→ Document text:
——————————

Two-Drug Combination Savings
Two-drug ART with dolutegravir-lamivudine more cost-effective.
Virologically suppressive first-line antiretroviral treatment with a two-drug regimen of dolutegravir (Tivicay) and lamivudine would be highly cost effective and could save US health systems approximately $500 million over five years, according to the results of a mathematical model published in the online edition of Clinical Infectious Diseases, reports www.aidsmap.com.
Switching a quarter of currently suppressed patients to the two-drug combination could achieve five-year savings of $3 billion.
“We demonstrate that an induction-maintenance strategy of three-drug initial therapy with DTG/ABC/3TC [dolutegravir/abacavir/lamivudine] followed by DTG+3TC maintenance would be cost-effective in the US under plausible virologic efficacy assumptions; DTG+3TC as initial therapy could be even more cost effective,” comment the researchers. “We find that the induction-maintenance and two-drug strategies, if adopted, could save over $500 million or $800 million, respectively, in HIV therapy costs in the first five years compared to the current standard of care.”
The study’s findings are described as “important” by the authors of an accompanying editorial, who suggest that cost savings achieved with effective two-drug therapy could be used to improve rates of engagement and retention in care, both key to controlling the HIV epidemic in the US.
First-line HIV therapy normally consists of three drugs from two separate antiretroviral classes. This treatment usually costs upwards of $30,000 per patient, per year.
Results of a pilot study presented to the 15th European AIDS Conference this year showed that first-line treatment with two just two drugs—the potent integrase inhibitor dolutegravir with lamivudine—had excellent virological efficacy over 48 weeks, with a favorable safely/toxicity profile. Full results will be published in 2016.

——————————

→ Material supplied:

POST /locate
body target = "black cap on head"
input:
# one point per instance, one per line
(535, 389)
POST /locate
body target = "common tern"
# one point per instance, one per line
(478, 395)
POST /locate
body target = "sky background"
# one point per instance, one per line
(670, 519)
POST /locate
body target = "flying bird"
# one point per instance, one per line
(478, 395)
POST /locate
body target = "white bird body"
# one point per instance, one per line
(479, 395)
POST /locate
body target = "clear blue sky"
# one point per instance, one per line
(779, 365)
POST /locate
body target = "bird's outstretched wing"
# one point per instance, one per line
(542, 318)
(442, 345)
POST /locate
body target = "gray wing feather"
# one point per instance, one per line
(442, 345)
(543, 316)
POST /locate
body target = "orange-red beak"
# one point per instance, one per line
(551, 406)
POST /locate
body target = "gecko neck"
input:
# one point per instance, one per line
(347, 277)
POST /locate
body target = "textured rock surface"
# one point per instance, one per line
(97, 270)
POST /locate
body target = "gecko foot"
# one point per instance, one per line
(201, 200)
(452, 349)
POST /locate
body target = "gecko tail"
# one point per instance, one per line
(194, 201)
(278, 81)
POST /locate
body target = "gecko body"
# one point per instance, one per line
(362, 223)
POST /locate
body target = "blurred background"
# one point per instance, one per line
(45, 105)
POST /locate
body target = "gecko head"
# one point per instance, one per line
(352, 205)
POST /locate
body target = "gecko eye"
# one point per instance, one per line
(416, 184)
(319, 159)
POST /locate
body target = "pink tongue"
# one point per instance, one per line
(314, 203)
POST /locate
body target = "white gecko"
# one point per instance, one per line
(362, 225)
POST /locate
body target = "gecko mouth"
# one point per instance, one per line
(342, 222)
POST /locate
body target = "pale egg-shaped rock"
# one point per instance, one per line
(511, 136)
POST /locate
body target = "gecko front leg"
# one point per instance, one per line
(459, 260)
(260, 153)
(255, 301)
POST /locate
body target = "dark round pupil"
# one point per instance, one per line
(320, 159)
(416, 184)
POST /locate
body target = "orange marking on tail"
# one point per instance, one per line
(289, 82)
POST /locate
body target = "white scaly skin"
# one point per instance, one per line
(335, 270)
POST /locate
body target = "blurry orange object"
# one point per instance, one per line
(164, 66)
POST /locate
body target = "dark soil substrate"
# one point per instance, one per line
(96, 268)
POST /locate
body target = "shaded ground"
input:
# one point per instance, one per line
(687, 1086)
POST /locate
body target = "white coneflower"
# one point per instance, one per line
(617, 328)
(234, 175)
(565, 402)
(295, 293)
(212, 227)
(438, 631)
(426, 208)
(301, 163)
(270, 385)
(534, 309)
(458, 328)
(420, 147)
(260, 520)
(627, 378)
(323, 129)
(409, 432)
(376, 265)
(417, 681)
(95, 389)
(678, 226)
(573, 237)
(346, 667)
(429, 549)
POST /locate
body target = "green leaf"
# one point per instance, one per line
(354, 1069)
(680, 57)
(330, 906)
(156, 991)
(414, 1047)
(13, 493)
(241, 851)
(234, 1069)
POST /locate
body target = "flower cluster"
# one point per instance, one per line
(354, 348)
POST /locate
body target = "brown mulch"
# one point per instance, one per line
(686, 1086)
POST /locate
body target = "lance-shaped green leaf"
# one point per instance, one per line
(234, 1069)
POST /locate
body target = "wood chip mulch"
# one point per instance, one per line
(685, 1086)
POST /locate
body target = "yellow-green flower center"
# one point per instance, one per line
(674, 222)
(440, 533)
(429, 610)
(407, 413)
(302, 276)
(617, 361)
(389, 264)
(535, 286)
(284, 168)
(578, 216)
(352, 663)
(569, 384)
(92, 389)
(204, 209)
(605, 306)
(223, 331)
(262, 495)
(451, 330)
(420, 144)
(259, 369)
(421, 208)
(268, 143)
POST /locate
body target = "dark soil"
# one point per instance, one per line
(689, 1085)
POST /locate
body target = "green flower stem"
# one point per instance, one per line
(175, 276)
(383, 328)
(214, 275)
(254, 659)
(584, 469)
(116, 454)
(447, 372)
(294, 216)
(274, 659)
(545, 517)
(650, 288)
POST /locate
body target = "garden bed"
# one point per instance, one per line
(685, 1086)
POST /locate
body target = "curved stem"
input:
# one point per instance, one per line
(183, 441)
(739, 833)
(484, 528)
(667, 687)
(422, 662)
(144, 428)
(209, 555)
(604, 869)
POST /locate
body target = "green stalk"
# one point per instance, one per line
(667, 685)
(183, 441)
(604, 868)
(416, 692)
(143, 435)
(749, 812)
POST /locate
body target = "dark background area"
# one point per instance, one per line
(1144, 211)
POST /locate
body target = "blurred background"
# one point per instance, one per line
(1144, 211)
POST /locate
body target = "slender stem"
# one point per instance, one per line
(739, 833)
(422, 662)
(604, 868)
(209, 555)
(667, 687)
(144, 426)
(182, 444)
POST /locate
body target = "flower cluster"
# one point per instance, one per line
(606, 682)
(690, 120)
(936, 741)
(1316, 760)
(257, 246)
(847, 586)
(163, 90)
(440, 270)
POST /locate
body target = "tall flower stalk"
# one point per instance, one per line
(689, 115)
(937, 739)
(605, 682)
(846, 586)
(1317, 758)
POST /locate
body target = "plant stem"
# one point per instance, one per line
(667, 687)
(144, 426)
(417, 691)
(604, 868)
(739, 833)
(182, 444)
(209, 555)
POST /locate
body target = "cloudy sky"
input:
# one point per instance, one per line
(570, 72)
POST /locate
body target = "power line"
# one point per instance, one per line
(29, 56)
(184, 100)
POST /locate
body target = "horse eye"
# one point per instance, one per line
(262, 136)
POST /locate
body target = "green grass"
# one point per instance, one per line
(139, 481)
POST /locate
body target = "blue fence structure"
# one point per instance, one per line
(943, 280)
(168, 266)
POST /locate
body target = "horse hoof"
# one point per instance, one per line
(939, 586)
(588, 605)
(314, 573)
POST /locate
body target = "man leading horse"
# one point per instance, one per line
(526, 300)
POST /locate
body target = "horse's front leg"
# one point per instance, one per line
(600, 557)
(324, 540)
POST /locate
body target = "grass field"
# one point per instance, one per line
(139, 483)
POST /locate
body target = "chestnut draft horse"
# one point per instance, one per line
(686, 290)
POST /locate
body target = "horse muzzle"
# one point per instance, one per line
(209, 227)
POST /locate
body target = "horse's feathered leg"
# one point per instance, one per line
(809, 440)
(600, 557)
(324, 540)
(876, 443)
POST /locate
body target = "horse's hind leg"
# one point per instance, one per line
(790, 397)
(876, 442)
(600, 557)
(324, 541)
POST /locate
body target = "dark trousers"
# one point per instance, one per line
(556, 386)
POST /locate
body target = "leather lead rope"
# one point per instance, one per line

——————————

→ Task directions:
Rewrite the passage of the text on two-drug HIV therapy savings from "The study’s findings" up to and including "patient, per year.", with "editorial" changed to "commentary".

→ Task result:
The study’s findings are described as “important” by the authors of an accompanying commentary, who suggest that cost savings achieved with effective two-drug therapy could be used to improve rates of engagement and retention in care, both key to controlling the HIV epidemic in the US.
First-line HIV therapy normally consists of three drugs from two separate antiretroviral classes. This treatment usually costs upwards of $30,000 per patient, per year.